Repeat the lines below word for word, from the start of the records through the line containing "POLYGON ((400 269, 418", with both ends included. Leave the pictures out of your answer.
>> start Data entries
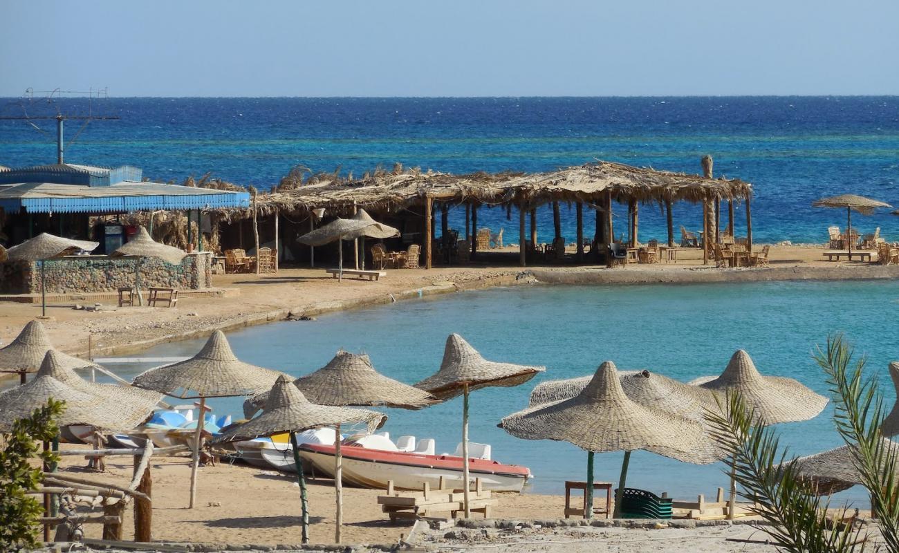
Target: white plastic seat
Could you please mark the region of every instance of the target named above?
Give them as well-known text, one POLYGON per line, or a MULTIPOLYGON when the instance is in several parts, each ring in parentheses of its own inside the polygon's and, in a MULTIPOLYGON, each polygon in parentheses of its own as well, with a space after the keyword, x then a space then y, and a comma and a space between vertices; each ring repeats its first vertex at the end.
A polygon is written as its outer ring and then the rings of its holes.
POLYGON ((415 436, 400 436, 396 439, 396 449, 400 451, 414 451, 415 436))
MULTIPOLYGON (((490 460, 490 445, 487 443, 476 443, 474 442, 468 442, 468 458, 469 459, 485 459, 490 460)), ((462 457, 462 444, 459 443, 456 446, 456 452, 453 453, 456 457, 462 457)))
POLYGON ((422 438, 415 445, 414 451, 422 455, 433 455, 435 447, 436 442, 433 438, 422 438))

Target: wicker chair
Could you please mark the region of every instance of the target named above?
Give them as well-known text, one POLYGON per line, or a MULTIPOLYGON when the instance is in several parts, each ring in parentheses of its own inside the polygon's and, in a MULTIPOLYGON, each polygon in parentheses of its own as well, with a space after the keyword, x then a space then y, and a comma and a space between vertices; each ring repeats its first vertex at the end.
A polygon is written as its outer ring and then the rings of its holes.
POLYGON ((490 249, 490 229, 489 228, 479 228, 477 230, 477 237, 476 238, 477 242, 477 251, 483 252, 485 250, 490 249))
POLYGON ((270 247, 259 248, 256 254, 256 263, 259 272, 275 272, 275 255, 270 247))
POLYGON ((380 271, 387 265, 387 251, 383 244, 376 244, 371 246, 371 266, 380 271))
POLYGON ((681 247, 699 247, 696 233, 687 230, 683 225, 681 225, 681 247))
POLYGON ((400 269, 418 269, 418 257, 421 253, 422 246, 417 244, 410 245, 409 249, 396 258, 396 263, 400 269))

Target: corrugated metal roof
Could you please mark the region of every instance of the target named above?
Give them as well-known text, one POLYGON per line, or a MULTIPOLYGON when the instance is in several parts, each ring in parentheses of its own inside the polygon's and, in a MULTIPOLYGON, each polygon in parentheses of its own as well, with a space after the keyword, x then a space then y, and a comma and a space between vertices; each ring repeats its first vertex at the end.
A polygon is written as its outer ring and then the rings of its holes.
POLYGON ((22 183, 0 186, 0 208, 28 213, 127 213, 246 208, 248 192, 125 181, 110 186, 22 183))

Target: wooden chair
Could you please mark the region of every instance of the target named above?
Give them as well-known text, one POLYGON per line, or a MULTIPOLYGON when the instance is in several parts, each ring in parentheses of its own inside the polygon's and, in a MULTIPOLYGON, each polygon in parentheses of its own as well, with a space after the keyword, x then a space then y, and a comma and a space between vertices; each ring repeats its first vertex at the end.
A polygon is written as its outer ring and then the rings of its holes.
POLYGON ((827 227, 827 236, 829 242, 827 243, 827 247, 832 250, 841 250, 842 246, 842 235, 840 234, 839 227, 827 227))
POLYGON ((494 235, 490 235, 490 245, 492 247, 502 248, 503 247, 503 231, 505 227, 501 227, 500 231, 494 235))
POLYGON ((275 272, 275 256, 270 247, 261 247, 256 254, 259 272, 275 272))
POLYGON ((687 230, 683 225, 681 225, 681 247, 699 247, 696 233, 687 230))
POLYGON ((387 251, 383 244, 376 244, 371 246, 371 266, 373 268, 380 271, 387 265, 388 261, 387 251))
POLYGON ((477 230, 477 236, 476 237, 477 243, 477 251, 483 252, 485 250, 490 249, 490 229, 489 228, 479 228, 477 230))
POLYGON ((403 252, 396 258, 396 264, 400 269, 418 269, 418 257, 421 254, 422 246, 417 244, 409 245, 409 249, 403 252))
POLYGON ((758 254, 752 254, 749 257, 749 266, 750 267, 767 267, 768 266, 768 254, 771 250, 771 245, 766 244, 761 251, 758 254))

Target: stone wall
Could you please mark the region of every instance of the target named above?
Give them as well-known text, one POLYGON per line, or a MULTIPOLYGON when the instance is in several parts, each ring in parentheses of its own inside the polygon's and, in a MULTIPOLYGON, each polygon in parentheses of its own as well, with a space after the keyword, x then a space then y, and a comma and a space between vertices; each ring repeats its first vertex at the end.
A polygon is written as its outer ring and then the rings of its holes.
MULTIPOLYGON (((179 265, 156 258, 140 263, 140 287, 201 290, 212 286, 212 256, 209 252, 188 254, 179 265)), ((45 262, 47 293, 115 291, 134 285, 136 257, 72 255, 45 262)), ((40 294, 40 268, 37 263, 0 263, 0 293, 40 294)))

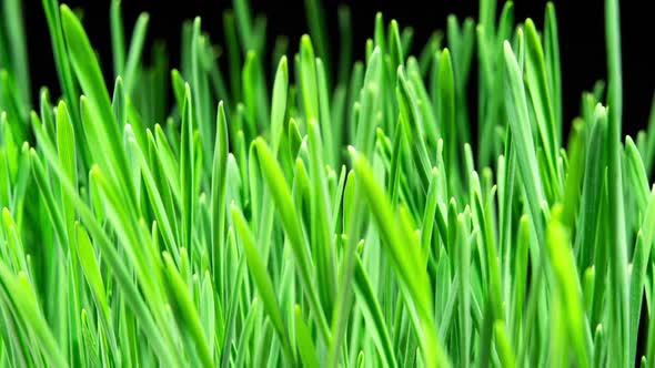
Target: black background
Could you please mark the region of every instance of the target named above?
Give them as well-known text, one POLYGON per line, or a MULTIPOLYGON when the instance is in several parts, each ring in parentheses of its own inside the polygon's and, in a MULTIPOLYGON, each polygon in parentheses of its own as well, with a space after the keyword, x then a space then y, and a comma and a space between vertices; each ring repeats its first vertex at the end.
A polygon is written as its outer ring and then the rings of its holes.
MULTIPOLYGON (((498 1, 498 7, 502 1, 498 1)), ((580 111, 581 93, 591 90, 598 79, 606 75, 604 1, 554 1, 560 25, 562 58, 562 78, 564 96, 564 117, 571 121, 580 111)), ((655 30, 652 1, 623 1, 622 48, 624 82, 624 133, 634 135, 645 129, 651 102, 655 90, 655 30), (648 8, 648 9, 647 9, 648 8)), ((108 0, 70 0, 71 8, 83 9, 83 23, 93 47, 98 50, 103 71, 108 79, 111 73, 111 39, 109 28, 108 0)), ((309 32, 303 0, 250 1, 254 12, 268 16, 268 47, 273 44, 274 35, 285 34, 290 40, 289 51, 298 50, 300 35, 309 32)), ((364 42, 373 33, 376 11, 382 11, 385 22, 394 18, 401 27, 414 28, 414 52, 424 44, 435 29, 444 29, 446 17, 456 14, 460 19, 477 19, 478 1, 440 0, 440 1, 331 1, 324 0, 328 16, 328 30, 334 40, 331 49, 337 50, 339 40, 336 8, 346 3, 352 11, 353 47, 357 59, 363 57, 364 42)), ((535 20, 537 27, 543 24, 546 1, 515 1, 515 20, 526 17, 535 20)), ((202 28, 212 37, 212 41, 223 43, 222 11, 231 8, 229 0, 123 0, 123 21, 125 38, 129 42, 131 29, 141 11, 150 13, 148 42, 163 40, 169 50, 170 65, 177 67, 180 54, 181 24, 195 16, 202 18, 202 28)), ((26 25, 30 53, 30 68, 34 95, 38 88, 47 85, 58 95, 58 82, 52 59, 50 37, 41 8, 41 1, 28 0, 24 3, 26 25)), ((144 52, 148 60, 149 50, 144 52)), ((476 78, 472 78, 474 82, 476 78)), ((111 85, 111 84, 110 84, 111 85)), ((470 88, 475 89, 472 84, 470 88)), ((474 93, 473 93, 474 95, 474 93)), ((34 100, 38 101, 38 100, 34 100)), ((475 106, 475 103, 471 103, 475 106)), ((472 114, 473 115, 473 114, 472 114)))

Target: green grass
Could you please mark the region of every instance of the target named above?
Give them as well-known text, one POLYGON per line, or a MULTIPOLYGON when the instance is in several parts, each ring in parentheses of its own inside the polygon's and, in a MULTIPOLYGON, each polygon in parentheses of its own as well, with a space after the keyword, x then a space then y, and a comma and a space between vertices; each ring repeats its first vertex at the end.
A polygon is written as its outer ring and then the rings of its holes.
POLYGON ((289 50, 234 0, 170 70, 113 0, 109 86, 42 4, 61 98, 30 101, 0 13, 1 367, 654 365, 655 100, 624 140, 617 0, 571 124, 552 4, 481 0, 425 45, 379 14, 353 62, 347 8, 335 42, 308 0, 289 50))

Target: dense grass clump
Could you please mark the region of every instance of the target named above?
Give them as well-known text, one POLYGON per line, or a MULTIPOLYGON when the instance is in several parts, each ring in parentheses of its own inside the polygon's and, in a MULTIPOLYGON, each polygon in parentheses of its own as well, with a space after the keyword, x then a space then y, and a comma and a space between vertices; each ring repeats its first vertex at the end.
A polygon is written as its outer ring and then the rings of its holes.
POLYGON ((419 57, 379 16, 352 62, 308 0, 268 80, 246 0, 224 62, 195 19, 172 71, 114 0, 108 88, 42 3, 61 98, 30 101, 21 2, 0 16, 0 366, 654 366, 655 114, 622 139, 617 0, 571 132, 552 4, 537 30, 481 0, 419 57))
>> end Data entries
- Exercise result -
Target: white plastic seat
Could you please mark the region of every instance of the target named above?
Give them as well-known text, one POLYGON per line, or a MULTIPOLYGON when the instance is in several parts, each ring in parentheses of its own inside the polygon's and, in a MULTIPOLYGON, each polygon in parentheses of its own as well, with a space after the keyword, x then a space then y, and a comma and a space between vertices; each ring repeats its first vertex at the end.
A polygon is written as its outer ring and then the rings of its holes.
POLYGON ((415 436, 400 436, 396 439, 396 449, 400 451, 414 451, 415 436))
MULTIPOLYGON (((490 460, 490 445, 487 443, 476 443, 474 442, 468 442, 468 458, 469 459, 485 459, 490 460)), ((462 457, 462 444, 459 443, 456 446, 456 452, 453 453, 456 457, 462 457)))
POLYGON ((422 438, 415 445, 414 451, 422 455, 433 455, 435 447, 436 442, 433 438, 422 438))

Target: wicker chair
Could you please mark the region of every instance of the target named above?
Give them as well-known text, one POLYGON per line, or a MULTIPOLYGON when the instance is in several parts, each ring in parentheses of its own inside the polygon's and, in a MULTIPOLYGON, each polygon in parentheses of its own as well, with a space after the keyword, x then a space then y, and a comma and a space between vertices; each ring repeats its first vertex at the end.
A polygon is written as its outer ring and then the rings of its holes.
POLYGON ((490 249, 490 229, 489 228, 479 228, 477 230, 477 237, 476 238, 477 242, 477 251, 483 252, 485 250, 490 249))
POLYGON ((270 247, 259 248, 256 254, 256 263, 259 272, 275 272, 275 255, 270 247))
POLYGON ((380 271, 387 265, 387 251, 383 244, 376 244, 371 246, 371 266, 380 271))
POLYGON ((681 247, 699 247, 696 233, 687 230, 683 225, 681 225, 681 247))
POLYGON ((400 269, 418 269, 418 257, 421 253, 422 246, 417 244, 410 245, 409 249, 396 258, 396 263, 400 269))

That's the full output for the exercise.